Tally the lines below containing the word "bareheaded" and give that total alone.

━━━━━━━━

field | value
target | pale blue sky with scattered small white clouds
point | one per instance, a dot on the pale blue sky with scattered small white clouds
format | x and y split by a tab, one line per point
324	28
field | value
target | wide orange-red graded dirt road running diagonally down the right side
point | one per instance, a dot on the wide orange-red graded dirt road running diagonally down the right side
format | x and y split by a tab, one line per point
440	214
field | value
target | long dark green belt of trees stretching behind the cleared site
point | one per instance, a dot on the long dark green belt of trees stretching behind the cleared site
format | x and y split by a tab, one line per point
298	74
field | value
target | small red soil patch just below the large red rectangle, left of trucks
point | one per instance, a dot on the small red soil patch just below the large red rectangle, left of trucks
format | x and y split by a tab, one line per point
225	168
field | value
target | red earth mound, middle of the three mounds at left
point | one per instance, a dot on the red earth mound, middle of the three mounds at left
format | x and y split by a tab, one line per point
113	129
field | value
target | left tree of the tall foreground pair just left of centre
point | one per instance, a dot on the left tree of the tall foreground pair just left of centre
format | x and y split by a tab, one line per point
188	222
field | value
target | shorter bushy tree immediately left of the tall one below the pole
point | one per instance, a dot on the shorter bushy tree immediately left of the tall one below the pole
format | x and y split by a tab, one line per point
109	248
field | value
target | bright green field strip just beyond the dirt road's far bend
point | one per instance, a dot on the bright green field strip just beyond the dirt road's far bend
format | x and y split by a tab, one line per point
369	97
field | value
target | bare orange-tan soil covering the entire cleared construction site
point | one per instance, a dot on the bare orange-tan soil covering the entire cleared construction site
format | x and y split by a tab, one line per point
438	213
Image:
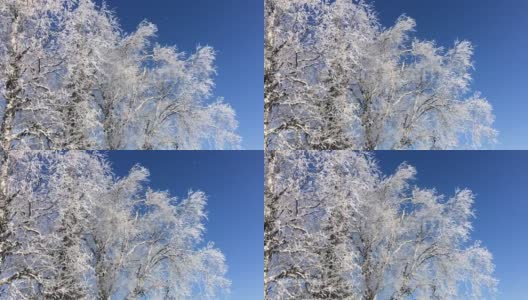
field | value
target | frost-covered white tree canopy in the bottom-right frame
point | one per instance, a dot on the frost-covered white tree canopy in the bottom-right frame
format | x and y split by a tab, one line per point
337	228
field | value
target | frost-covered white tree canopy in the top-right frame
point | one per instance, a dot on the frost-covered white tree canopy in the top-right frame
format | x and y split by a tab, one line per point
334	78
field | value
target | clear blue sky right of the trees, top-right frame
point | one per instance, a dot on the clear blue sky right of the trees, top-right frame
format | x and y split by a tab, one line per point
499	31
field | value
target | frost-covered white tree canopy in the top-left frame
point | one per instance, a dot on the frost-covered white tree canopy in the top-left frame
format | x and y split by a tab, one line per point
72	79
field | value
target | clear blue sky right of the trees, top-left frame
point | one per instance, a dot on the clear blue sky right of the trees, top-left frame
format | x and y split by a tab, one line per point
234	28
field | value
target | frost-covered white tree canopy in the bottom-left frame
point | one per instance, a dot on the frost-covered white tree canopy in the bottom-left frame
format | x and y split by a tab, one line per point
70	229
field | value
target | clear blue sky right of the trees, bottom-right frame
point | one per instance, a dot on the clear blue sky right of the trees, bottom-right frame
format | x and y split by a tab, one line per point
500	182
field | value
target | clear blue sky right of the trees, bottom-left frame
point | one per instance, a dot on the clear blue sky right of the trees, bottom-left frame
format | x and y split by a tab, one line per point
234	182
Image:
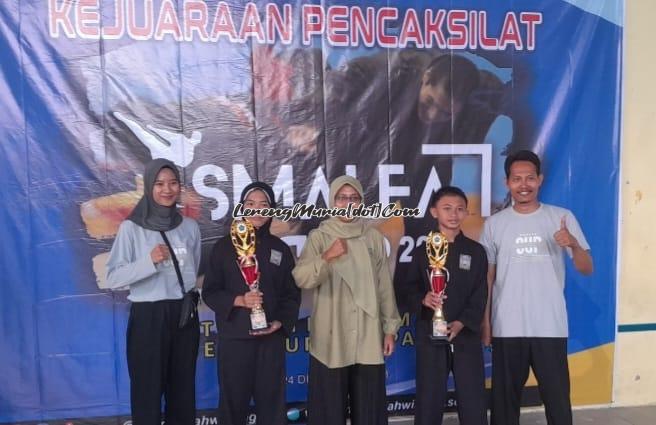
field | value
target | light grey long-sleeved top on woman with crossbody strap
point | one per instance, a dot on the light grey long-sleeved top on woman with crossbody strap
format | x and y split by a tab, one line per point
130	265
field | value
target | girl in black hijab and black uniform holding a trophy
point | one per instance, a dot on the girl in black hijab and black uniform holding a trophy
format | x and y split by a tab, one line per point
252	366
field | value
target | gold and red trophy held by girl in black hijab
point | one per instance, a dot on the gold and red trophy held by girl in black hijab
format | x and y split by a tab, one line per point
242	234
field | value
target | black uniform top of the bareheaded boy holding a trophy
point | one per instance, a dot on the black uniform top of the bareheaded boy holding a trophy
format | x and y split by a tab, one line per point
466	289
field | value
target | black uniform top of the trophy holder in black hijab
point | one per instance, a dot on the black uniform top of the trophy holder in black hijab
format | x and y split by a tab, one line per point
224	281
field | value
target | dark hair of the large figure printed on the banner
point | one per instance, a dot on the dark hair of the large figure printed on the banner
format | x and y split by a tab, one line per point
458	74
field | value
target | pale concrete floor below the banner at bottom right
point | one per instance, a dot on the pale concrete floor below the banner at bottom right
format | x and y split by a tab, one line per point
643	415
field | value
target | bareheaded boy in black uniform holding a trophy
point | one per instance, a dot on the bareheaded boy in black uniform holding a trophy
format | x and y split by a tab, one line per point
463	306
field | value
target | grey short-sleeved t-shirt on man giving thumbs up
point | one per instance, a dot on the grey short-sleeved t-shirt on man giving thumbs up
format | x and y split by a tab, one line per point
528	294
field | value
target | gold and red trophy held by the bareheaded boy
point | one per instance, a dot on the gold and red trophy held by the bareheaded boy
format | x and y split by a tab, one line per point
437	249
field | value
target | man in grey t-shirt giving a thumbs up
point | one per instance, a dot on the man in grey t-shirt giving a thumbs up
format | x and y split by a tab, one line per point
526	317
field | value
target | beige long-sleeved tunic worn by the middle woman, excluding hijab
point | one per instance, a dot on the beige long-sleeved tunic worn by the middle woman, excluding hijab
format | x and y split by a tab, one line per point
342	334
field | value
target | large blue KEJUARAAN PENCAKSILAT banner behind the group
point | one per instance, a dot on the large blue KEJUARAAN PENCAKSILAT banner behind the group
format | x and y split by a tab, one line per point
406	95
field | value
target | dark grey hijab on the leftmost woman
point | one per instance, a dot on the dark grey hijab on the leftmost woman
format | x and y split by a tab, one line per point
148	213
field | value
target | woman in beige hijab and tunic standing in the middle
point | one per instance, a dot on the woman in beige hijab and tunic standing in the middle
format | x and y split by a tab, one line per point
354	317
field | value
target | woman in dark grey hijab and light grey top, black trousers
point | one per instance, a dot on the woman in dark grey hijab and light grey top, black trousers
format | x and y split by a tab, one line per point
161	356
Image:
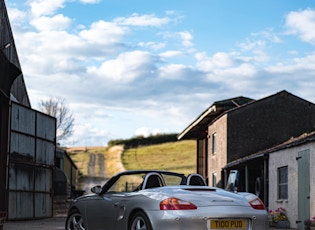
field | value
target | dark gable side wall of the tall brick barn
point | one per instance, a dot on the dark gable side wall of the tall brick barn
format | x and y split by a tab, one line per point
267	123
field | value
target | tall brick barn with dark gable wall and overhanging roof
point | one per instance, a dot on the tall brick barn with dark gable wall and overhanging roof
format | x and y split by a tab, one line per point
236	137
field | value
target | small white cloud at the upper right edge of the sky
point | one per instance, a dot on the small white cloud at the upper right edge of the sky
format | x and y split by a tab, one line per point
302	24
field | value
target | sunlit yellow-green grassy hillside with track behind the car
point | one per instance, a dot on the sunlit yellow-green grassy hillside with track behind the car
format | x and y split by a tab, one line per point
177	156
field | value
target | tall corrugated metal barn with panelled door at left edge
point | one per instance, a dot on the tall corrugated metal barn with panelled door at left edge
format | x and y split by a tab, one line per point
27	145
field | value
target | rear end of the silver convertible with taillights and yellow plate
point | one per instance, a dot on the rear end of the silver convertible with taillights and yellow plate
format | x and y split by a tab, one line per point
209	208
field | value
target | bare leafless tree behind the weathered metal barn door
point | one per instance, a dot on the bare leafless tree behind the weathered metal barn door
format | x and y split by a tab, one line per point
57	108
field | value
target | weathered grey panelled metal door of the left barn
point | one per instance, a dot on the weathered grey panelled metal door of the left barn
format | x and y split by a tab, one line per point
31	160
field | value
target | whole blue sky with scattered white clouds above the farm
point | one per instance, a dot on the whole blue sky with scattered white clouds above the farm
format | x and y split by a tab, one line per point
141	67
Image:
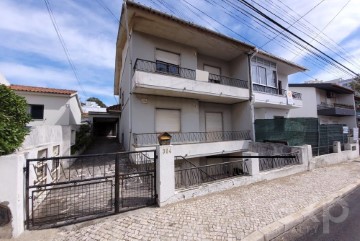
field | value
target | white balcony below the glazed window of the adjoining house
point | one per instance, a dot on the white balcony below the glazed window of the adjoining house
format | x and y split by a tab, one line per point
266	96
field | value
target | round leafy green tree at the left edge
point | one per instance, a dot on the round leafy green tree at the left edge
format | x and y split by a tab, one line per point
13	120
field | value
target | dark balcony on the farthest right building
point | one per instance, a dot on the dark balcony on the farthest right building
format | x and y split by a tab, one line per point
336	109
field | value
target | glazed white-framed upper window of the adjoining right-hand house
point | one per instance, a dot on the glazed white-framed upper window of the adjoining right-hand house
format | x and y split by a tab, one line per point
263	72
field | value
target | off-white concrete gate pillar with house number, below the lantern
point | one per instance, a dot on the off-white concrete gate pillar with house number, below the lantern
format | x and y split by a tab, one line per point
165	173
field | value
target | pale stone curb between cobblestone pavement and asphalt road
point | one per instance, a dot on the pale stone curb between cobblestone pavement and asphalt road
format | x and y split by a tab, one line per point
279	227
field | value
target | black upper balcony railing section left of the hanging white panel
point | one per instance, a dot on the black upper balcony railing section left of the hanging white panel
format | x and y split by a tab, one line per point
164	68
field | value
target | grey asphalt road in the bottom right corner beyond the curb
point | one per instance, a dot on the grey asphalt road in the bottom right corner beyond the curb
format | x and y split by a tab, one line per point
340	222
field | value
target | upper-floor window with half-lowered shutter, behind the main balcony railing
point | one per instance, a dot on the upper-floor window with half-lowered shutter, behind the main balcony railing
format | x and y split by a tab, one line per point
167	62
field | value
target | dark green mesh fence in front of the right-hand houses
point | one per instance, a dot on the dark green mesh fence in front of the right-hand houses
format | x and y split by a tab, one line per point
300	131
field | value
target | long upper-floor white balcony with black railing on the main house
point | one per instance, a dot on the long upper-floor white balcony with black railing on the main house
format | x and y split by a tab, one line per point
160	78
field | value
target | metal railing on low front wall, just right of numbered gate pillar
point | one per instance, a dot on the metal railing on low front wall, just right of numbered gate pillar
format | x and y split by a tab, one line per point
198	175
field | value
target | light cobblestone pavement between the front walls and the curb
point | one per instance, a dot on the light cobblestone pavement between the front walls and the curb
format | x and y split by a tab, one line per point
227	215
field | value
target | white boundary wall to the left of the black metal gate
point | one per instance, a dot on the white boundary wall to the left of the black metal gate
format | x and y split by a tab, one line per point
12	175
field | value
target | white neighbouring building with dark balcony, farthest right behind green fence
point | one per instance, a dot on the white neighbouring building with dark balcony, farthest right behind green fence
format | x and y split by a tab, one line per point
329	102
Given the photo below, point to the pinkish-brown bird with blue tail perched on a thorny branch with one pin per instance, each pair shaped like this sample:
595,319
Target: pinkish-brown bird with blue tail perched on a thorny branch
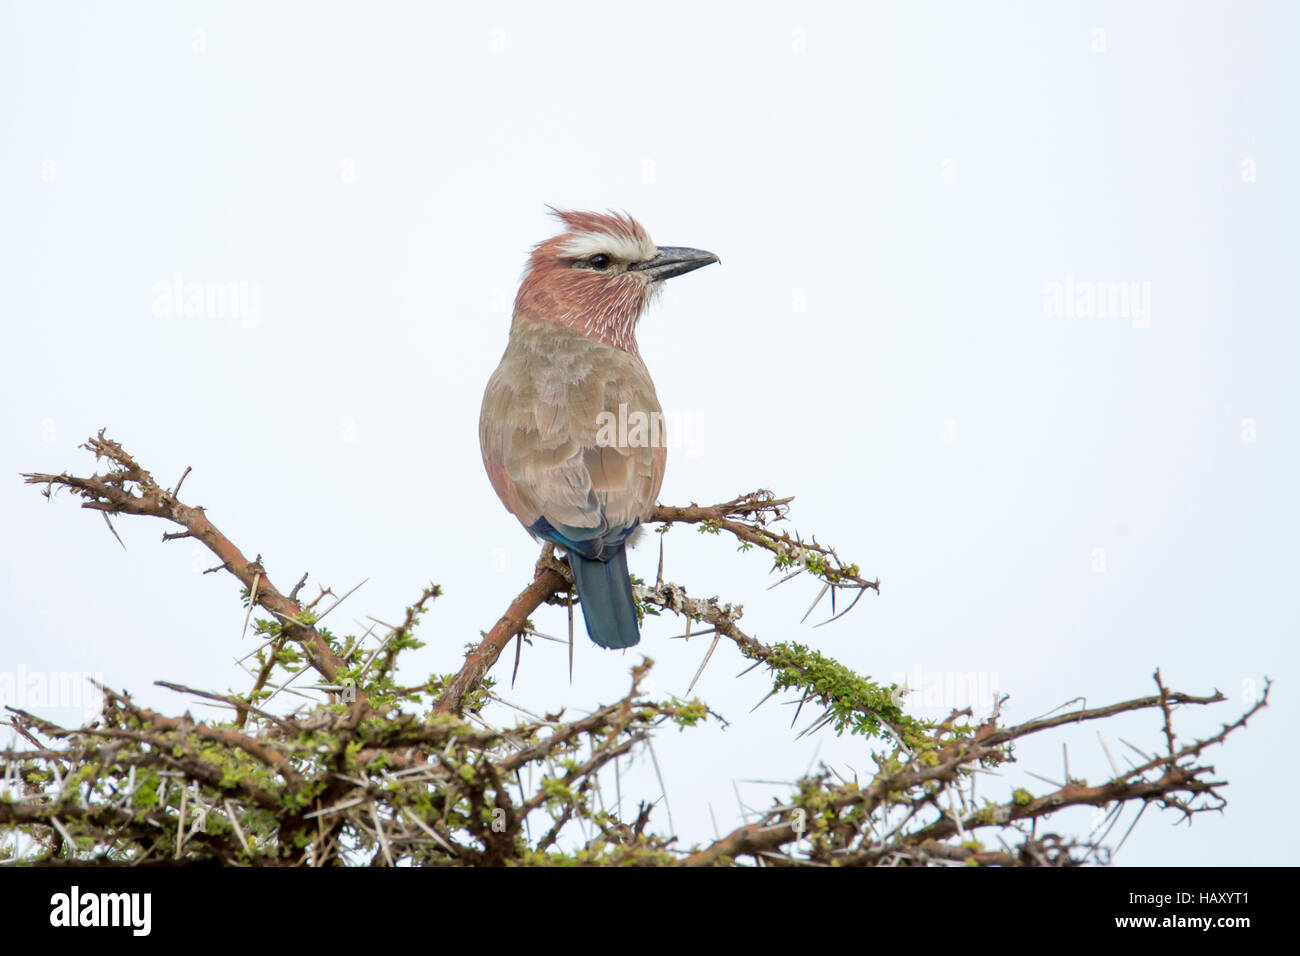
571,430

━━━━━━━━

> _Result of this task_
6